## Tarefas
1. No texto sobre a missa de Francisco na Bolívia, em que praça a missa foi celebrada?
2. Repita sem alterações o trecho do texto sobre a missa de Francisco na Bolívia que abre com as palavras contendo "Confira a íntegra" e fecha com "a viver agora.".
3. Dê sequência ao texto sobre a missa de Francisco na Bolívia a partir do ponto em que ele para.

## Trecho para leitura
* * *
“Viemos de lugares, regiões, povoados distintos, para celebrar a presença viva de Deus entre nós”, disse Francisco na missa celebrada na Praça Cristo Redentor, que marcou também a abertura do V Congresso Eucarístico Nacional da Bolívia, nesta quinta-feira, 9.
O papa reconheceu o esforço dos fiéis
em participar da missa para ouvir a Palavra de Deus e se disse comovido
ao ver as mães que carregam seus filhos nas costas. “Carregais sobre vós
a memória do vosso povo. Porque o povo tem memória, uma memória que
passa de geração em geração”, afirmou.
Em sua homilia, Francisco falou sobre
como “Jesus consegue transformar a lógica do descarte numa lógica de
comunhão, de comunidade."
Confira a íntegra da homilia:
Viemos de lugares, regiões, povoados
distintos, para celebrar a presença viva de Deus entre nós. Há horas que
saímos de nossas casas e comunidades, para podermos estar juntos como
Povo Santo de Deus. A cruz e a imagem da missão trazem-nos à memória
todas as comunidades que nasceram sob o nome de Jesus nestas terras e
das quais somos herdeiros.
No Evangelho que acabámos de ouvir,
descrevia-se uma situação muito semelhante à que estamos a viver agora.
Como aquelas quatro mil pessoas, também nós estamos desejosos de ouvir a
Palavra de Jesus e receber a sua vida. Eles ontem e nós hoje, ao pé do
Mestre, Pão de vida.
Nestes dias, pude ver muitas mães que
carregavam seus filhos às costas, como aliás muitas de vós o fazem aqui.
Carregando sobre si a vida, o futuro do seu povo. Carregando os motivos
da sua alegria, as suas esperanças. Carregando a bênção da terra nos
frutos. Carregando o trabalho feito com as suas mãos. Mãos, que moldaram
o presente e tecerão os sonhos do amanhã. Mas carregando também sobre
os seus ombros decepções, tristezas e amarguras, a injustiça que parece
não ter fim e as cicatrizes duma justiça não realizada. Carregando sobre
si mesmas a alegria e a dor duma terra. Carregais sobre vós a memória
do vosso povo. Porque os povos têm memória, uma memória que passa de
geração em geração, uma memória em caminho.
E não são poucas as vezes que
experimentamos o cansaço deste caminho. Não são poucas as vezes que nos
faltam as forças para manter viva a esperança. Quantas vezes vivemos
situações que pretendem anestesiar-nos a memória e, deste modo,
debilita-se a esperança e, pouco a pouco, perdem-se os motivos de
alegria. E começa a apoderar-se de nós uma tristeza que nos torna
individualistas, que nos faz perder a memória de povo amado, de povo
escolhido. E esta perda desagrega-nos, faz com que nos fechemos aos
outros, especialmente aos mais pobres.
* * *
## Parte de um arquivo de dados
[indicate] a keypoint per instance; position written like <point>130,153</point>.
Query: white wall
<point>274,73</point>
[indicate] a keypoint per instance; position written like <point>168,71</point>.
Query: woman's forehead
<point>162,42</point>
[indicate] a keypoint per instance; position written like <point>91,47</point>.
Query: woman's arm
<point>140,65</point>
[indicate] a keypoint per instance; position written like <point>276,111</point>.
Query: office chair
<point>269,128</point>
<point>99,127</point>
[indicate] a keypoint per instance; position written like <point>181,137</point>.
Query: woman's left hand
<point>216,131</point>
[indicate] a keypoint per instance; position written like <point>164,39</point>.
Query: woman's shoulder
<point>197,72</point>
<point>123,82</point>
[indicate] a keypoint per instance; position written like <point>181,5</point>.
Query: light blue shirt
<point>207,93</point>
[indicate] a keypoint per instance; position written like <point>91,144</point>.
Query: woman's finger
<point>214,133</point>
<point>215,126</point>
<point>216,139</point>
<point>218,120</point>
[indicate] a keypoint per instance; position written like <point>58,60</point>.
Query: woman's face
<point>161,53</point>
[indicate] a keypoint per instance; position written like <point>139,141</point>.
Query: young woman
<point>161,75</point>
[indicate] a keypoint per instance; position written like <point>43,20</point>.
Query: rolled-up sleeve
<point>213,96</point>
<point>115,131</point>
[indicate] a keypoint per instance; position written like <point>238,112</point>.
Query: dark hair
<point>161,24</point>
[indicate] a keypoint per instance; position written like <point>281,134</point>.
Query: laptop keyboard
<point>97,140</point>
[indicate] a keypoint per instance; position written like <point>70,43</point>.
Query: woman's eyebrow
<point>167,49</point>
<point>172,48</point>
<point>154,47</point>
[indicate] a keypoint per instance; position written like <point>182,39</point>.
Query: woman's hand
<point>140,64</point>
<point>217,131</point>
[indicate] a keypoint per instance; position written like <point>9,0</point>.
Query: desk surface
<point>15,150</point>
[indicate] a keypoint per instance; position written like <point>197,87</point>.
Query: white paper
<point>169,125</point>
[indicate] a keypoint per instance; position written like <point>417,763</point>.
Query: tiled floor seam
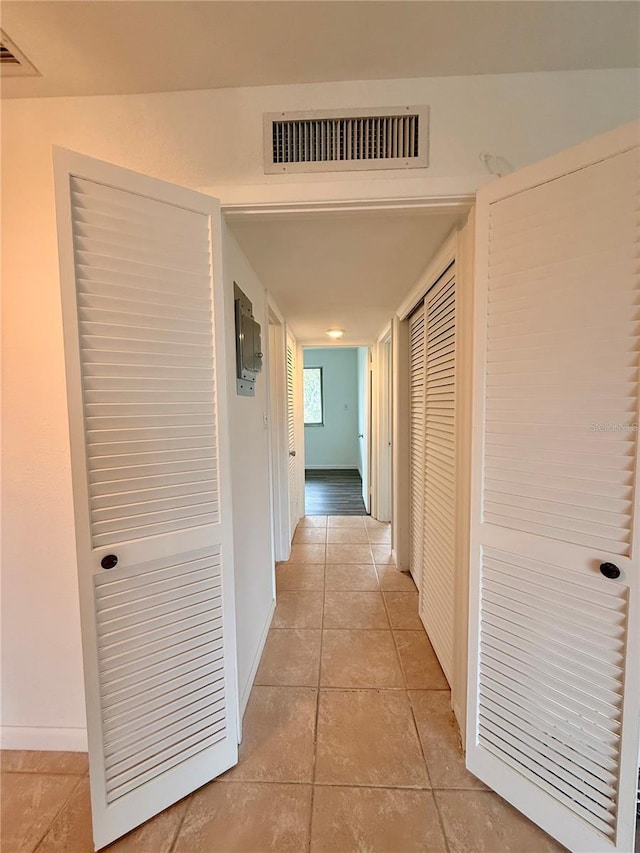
<point>60,810</point>
<point>435,800</point>
<point>181,824</point>
<point>315,733</point>
<point>395,645</point>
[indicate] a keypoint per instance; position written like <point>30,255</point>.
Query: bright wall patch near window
<point>313,402</point>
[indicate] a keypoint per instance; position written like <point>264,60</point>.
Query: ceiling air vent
<point>13,63</point>
<point>319,141</point>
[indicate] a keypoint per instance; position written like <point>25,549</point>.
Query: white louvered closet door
<point>553,688</point>
<point>294,501</point>
<point>144,346</point>
<point>416,442</point>
<point>437,583</point>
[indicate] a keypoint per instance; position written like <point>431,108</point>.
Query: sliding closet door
<point>437,581</point>
<point>416,442</point>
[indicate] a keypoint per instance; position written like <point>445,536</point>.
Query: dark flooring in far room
<point>333,492</point>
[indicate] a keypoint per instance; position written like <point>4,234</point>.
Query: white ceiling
<point>347,271</point>
<point>115,47</point>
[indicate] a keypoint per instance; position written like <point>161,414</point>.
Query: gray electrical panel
<point>248,344</point>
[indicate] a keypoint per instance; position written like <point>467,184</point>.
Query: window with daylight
<point>313,402</point>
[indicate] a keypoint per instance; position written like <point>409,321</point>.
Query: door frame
<point>457,248</point>
<point>381,422</point>
<point>277,416</point>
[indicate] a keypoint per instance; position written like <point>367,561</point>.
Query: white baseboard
<point>246,690</point>
<point>330,467</point>
<point>43,738</point>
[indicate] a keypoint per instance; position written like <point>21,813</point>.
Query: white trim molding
<point>44,738</point>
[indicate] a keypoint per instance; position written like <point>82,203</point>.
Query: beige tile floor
<point>349,740</point>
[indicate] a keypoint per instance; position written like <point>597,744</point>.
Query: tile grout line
<point>315,734</point>
<point>58,813</point>
<point>172,846</point>
<point>433,796</point>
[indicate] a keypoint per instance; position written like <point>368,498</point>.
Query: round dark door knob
<point>610,570</point>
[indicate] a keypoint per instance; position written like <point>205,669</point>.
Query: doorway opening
<point>337,425</point>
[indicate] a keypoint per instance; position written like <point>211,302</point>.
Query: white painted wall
<point>251,487</point>
<point>335,443</point>
<point>200,139</point>
<point>363,378</point>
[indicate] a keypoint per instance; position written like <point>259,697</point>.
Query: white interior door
<point>553,677</point>
<point>144,342</point>
<point>294,498</point>
<point>416,442</point>
<point>438,576</point>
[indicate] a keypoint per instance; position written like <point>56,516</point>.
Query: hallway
<point>349,741</point>
<point>333,491</point>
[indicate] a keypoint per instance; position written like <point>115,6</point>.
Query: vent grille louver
<point>13,63</point>
<point>6,57</point>
<point>315,141</point>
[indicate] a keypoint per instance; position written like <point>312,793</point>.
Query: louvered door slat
<point>416,441</point>
<point>554,684</point>
<point>146,382</point>
<point>291,388</point>
<point>438,575</point>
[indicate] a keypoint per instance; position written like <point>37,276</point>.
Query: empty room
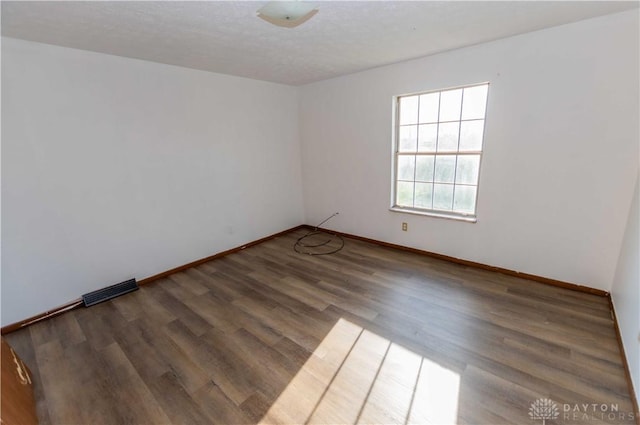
<point>329,212</point>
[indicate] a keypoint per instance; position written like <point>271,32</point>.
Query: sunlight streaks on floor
<point>356,376</point>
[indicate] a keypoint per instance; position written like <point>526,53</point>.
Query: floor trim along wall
<point>468,263</point>
<point>625,363</point>
<point>78,302</point>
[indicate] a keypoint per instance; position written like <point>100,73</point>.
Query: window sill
<point>467,219</point>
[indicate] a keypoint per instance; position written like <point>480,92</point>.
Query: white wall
<point>561,149</point>
<point>625,292</point>
<point>114,168</point>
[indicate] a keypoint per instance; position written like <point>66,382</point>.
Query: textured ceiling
<point>227,37</point>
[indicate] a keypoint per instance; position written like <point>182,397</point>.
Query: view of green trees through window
<point>438,148</point>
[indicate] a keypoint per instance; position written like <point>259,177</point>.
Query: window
<point>438,148</point>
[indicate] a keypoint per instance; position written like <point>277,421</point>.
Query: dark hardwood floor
<point>367,335</point>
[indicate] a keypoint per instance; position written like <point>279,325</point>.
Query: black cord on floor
<point>307,245</point>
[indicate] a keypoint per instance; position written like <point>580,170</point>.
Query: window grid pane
<point>439,148</point>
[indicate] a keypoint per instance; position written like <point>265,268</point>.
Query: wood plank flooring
<point>367,335</point>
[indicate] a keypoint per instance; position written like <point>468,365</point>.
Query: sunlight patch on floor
<point>356,376</point>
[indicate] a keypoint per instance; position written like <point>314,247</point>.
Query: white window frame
<point>434,212</point>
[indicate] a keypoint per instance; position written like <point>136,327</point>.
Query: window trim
<point>447,214</point>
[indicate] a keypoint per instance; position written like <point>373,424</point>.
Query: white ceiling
<point>227,37</point>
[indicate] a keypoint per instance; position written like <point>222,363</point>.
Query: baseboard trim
<point>196,263</point>
<point>468,263</point>
<point>78,302</point>
<point>625,363</point>
<point>42,316</point>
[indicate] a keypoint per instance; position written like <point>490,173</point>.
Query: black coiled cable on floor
<point>319,242</point>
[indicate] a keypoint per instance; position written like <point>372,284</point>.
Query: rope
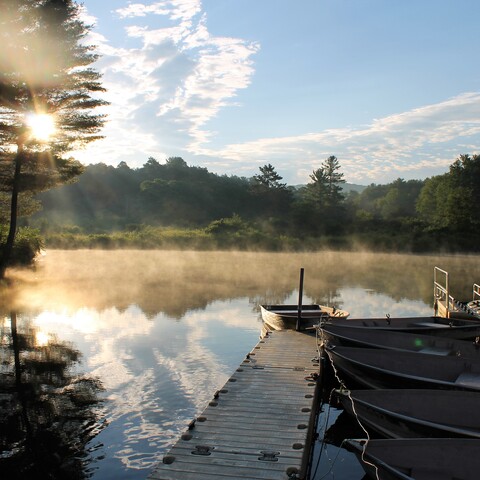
<point>342,385</point>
* * *
## Respostas
1. Na Praça Cristo Redentor.

2.
Confira a íntegra da homilia:
Viemos de lugares, regiões, povoados
distintos, para celebrar a presença viva de Deus entre nós. Há horas que
saímos de nossas casas e comunidades, para podermos estar juntos como
Povo Santo de Deus. A cruz e a imagem da missão trazem-nos à memória
todas as comunidades que nasceram sob o nome de Jesus nestas terras e
das quais somos herdeiros.
No Evangelho que acabámos de ouvir,
descrevia-se uma situação muito semelhante à que estamos a viver agora.

3.
Pode suceder a nós o mesmo que aos
discípulos de ontem, quando viram a quantidade de pessoas que estava lá.
Pedem a Jesus que a mande embora, já que é impossível alimentar tanta
gente. Perante muitas situações de fome no mundo, podemos dizer: «Os
números não batem certo; não podemos resolver a conta». É impossível
enfrentar estas situações; então o desespero acaba por apoderar-se do
coração.
Num coração desesperado, é muito fácil
ganhar espaço a lógica que pretende impor-se no mundo de hoje. Uma
lógica que procura transformar tudo em objecto de troca, de consumo: vê
tudo negociável. Uma lógica que pretende deixar espaço para muito
poucos, descartando todos aqueles que não «produzem», que não são
considerados aptos ou dignos porque, aparentemente, «os números não
batem certo». Jesus retoma a palava para nos dizer: Não é necessário
irem embora; dai-lhes vós mesmos de comer.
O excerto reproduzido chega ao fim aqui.